Object point labels
::::

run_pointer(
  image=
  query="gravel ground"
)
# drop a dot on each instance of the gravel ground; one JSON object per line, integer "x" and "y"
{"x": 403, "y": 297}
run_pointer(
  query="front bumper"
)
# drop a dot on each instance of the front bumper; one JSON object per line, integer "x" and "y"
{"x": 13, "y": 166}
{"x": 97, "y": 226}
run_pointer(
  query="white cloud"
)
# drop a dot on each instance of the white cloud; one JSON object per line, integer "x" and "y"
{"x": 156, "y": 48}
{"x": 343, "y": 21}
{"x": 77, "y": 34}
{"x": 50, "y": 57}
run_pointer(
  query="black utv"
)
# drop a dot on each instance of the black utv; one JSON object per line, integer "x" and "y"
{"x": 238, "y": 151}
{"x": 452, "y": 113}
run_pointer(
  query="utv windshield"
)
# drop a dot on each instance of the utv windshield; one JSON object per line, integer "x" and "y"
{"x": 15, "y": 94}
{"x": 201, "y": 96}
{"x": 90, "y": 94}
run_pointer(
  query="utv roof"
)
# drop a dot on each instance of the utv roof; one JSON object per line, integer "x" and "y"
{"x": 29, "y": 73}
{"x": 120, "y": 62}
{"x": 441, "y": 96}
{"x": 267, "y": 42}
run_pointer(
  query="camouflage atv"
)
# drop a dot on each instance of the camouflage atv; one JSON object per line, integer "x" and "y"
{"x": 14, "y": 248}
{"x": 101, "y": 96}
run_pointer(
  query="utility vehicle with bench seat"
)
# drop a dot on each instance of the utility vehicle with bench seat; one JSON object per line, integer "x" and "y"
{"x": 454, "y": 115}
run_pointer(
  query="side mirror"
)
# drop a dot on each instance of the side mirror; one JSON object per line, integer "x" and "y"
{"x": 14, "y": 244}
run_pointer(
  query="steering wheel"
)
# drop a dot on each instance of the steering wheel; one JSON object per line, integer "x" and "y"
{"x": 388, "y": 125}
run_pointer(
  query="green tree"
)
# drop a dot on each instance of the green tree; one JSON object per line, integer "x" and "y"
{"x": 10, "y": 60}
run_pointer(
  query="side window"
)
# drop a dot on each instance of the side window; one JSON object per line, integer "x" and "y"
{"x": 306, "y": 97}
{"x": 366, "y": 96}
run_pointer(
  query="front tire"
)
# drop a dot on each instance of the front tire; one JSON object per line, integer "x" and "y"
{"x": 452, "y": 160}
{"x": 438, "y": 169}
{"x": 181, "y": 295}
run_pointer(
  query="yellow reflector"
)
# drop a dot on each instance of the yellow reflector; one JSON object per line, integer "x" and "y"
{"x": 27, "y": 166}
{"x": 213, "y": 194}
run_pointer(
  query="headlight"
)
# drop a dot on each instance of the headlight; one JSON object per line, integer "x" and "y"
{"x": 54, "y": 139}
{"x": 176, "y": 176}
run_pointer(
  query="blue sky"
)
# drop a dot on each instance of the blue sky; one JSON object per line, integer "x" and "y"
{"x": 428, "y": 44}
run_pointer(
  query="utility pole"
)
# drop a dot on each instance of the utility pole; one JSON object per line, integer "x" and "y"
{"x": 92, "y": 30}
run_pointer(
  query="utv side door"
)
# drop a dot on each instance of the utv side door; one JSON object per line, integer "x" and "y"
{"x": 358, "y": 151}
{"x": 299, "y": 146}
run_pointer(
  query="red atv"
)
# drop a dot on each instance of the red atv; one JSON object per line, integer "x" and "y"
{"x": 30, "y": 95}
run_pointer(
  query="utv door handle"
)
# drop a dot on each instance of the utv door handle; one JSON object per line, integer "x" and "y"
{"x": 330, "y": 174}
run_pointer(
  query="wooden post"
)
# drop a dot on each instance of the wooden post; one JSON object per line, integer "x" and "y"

::::

Exercise task:
Go through the records above and set each one down exactly, please.

Expected answer:
run_pointer(
  image=
  query="gravel ground"
)
# drop a dot on each instance of the gravel ground; one JSON object per line, integer "x" and "y"
{"x": 403, "y": 297}
run_pointer(
  query="front bumper"
)
# drop a dot on each instance of the front bumper; one JSON object per line, integer "x" and "y"
{"x": 13, "y": 166}
{"x": 97, "y": 226}
run_pointer(
  query="white cloud"
)
# drop a dot on each instance of the white cloud; one JSON object per line, integer "x" and "y"
{"x": 156, "y": 48}
{"x": 343, "y": 21}
{"x": 77, "y": 34}
{"x": 50, "y": 57}
run_pointer(
  query="black utv"
)
# drop a dot on each instance of the black utv; one JSON object per line, integer "x" and "y"
{"x": 238, "y": 151}
{"x": 452, "y": 113}
run_pointer(
  query="utv windshield"
)
# drop a dot on each instance of the utv windshield; one JSON object per line, integer "x" and "y"
{"x": 15, "y": 94}
{"x": 201, "y": 96}
{"x": 90, "y": 94}
run_pointer(
  query="utv roof"
)
# drop a dot on each instance of the utv roof; one JSON object per line, integer "x" and "y"
{"x": 29, "y": 73}
{"x": 120, "y": 62}
{"x": 441, "y": 96}
{"x": 267, "y": 42}
run_pointer(
  query="camouflage atv"
)
# drop a dot on each instance of the camouflage atv; one JSON object per line, integer "x" and "y"
{"x": 14, "y": 248}
{"x": 101, "y": 96}
run_pointer(
  query="utility vehicle with bench seat"
)
# drop a dot on each instance of the utility vehicle with bench seat; one JSON object per line, integer "x" and "y"
{"x": 454, "y": 115}
run_pointer(
  query="side mirror"
)
# drop a dot on each instance of the side mirror; one JSON object per line, integer "x" and "y"
{"x": 14, "y": 244}
run_pointer(
  query="steering wheel"
)
# drop a dot on each instance of the steering wheel; one JSON object per line, integer "x" and "y"
{"x": 388, "y": 125}
run_pointer(
  query="green tree"
)
# drop a dot on each instance of the green tree; one JSON object per line, integer "x" and "y"
{"x": 10, "y": 60}
run_pointer(
  query="side window"
)
# drop a dot on each instance of the side window; one JSON object per line, integer "x" and "y"
{"x": 306, "y": 97}
{"x": 366, "y": 96}
run_pointer(
  query="front tire"
)
# drop a dot on each instance of the front tire; one JSON object per line, integer "x" and "y"
{"x": 452, "y": 160}
{"x": 438, "y": 169}
{"x": 181, "y": 295}
run_pointer(
  query="yellow reflector"
)
# drop a dot on each instance of the yellow reflector; one JSON object per line, integer "x" and "y"
{"x": 27, "y": 166}
{"x": 213, "y": 194}
run_pointer(
  query="headlight"
)
# drop a dot on each instance of the headlight; one JSON object per line, integer "x" and "y"
{"x": 54, "y": 139}
{"x": 176, "y": 176}
run_pointer(
  query="blue sky"
)
# drop a dot on each instance of the blue sky; one JSON object per line, integer "x" and "y"
{"x": 428, "y": 44}
run_pointer(
  query="utility pole"
)
# drop a dot on each instance of the utility pole; one JSON object per line, integer "x" and "y"
{"x": 92, "y": 30}
run_pointer(
  query="utv side door"
)
# drop a dot on each instance of the utv side door; one JSON object per line, integer "x" and "y"
{"x": 358, "y": 151}
{"x": 299, "y": 146}
run_pointer(
  query="red atv"
)
# drop a dot on each instance of the red atv; one JSON object per line, integer "x" and "y"
{"x": 30, "y": 95}
run_pointer(
  query="utv door handle"
)
# drop a dot on each instance of the utv door handle; one JSON object per line, integer "x" and "y"
{"x": 330, "y": 174}
run_pointer(
  query="wooden post"
)
# drop a dot on each instance of the wooden post; one JSON object per line, integer "x" and "y"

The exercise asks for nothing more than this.